━━ Input material

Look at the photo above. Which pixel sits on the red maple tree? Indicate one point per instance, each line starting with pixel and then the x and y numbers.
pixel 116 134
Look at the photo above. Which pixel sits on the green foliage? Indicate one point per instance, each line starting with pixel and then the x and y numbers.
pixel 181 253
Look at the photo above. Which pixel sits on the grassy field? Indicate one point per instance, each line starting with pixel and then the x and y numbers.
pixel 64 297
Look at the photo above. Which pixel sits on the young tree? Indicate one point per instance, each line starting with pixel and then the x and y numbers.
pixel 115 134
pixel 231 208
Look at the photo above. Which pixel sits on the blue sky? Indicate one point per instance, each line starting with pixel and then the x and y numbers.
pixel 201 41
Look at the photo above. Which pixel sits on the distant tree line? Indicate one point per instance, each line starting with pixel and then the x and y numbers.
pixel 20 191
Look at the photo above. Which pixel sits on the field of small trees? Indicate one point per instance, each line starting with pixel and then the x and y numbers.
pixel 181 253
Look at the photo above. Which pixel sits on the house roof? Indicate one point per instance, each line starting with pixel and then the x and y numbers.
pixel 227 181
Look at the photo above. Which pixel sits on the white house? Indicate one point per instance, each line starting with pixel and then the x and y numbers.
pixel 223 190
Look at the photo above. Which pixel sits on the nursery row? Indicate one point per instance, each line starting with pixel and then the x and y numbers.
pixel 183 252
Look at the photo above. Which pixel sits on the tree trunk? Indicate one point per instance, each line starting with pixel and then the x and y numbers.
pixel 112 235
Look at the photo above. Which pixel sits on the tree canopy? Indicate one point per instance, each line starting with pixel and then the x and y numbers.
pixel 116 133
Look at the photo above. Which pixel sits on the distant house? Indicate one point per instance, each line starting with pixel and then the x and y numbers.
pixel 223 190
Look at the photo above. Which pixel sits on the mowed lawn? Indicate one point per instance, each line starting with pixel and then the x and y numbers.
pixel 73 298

━━━━

> [Work required]
Return the entries above exactly as they appear.

> [Result of this exercise]
Look at the photo above. Which pixel sits on the red maple tree? Indicate one point per instance, each line starting with pixel and then the x and y numbers.
pixel 116 134
Look at the photo above. Which pixel sits on the green foliage? Indicate one point per instance, each line starting with pixel and then the x and y numbers.
pixel 181 253
Look at the photo above. Which pixel sits on the grassy field? Indicate one point per instance, each line starting with pixel and then the x and y numbers.
pixel 64 297
Look at the photo above. Which pixel sits on the young tree? Indicate one point per instance, each line starting with pixel and then the x and y numbers.
pixel 115 134
pixel 231 208
Look at the photo above. Which pixel sits on the blue sky? Indicate one point per instance, each line starting with pixel and then the x and y numbers.
pixel 201 41
Look at the photo above. Which pixel sits on the distant tree line? Indicate one point per instance, each line starting with pixel and then the x and y numbers.
pixel 20 191
Look at the photo above. Which pixel sits on the field of small trees? Indicate one point per instance, each line starting with pixel and then the x and y numbers.
pixel 181 253
Look at the photo above. Which pixel sits on the house roof? Indicate one point per instance, each line starting with pixel and then the x and y numbers.
pixel 227 181
Look at the photo above. Which pixel sits on the white house? Indicate one point per instance, each line starting with pixel and then the x and y numbers.
pixel 223 190
Look at the photo above. Which pixel sits on the nursery row? Indicate one point per instance, each line starting with pixel and then the x and y numbers.
pixel 183 252
Look at the photo above. Which pixel sits on the tree trunk? Indicate one point per instance, each line starting with pixel and then the x and y numbers.
pixel 112 235
Look at the photo above. Which pixel sits on the tree canopy? Indicate one point per instance, each line starting with pixel and then the x and y numbers.
pixel 116 133
Look at the photo above. Which pixel sits on the distant house? Indicate one point per instance, each line starting with pixel and then the x and y numbers.
pixel 223 190
Look at the photo above. Which pixel sits on the mowed lawn? Indicate one point per instance, each line starting with pixel and then the x and y numbers.
pixel 73 298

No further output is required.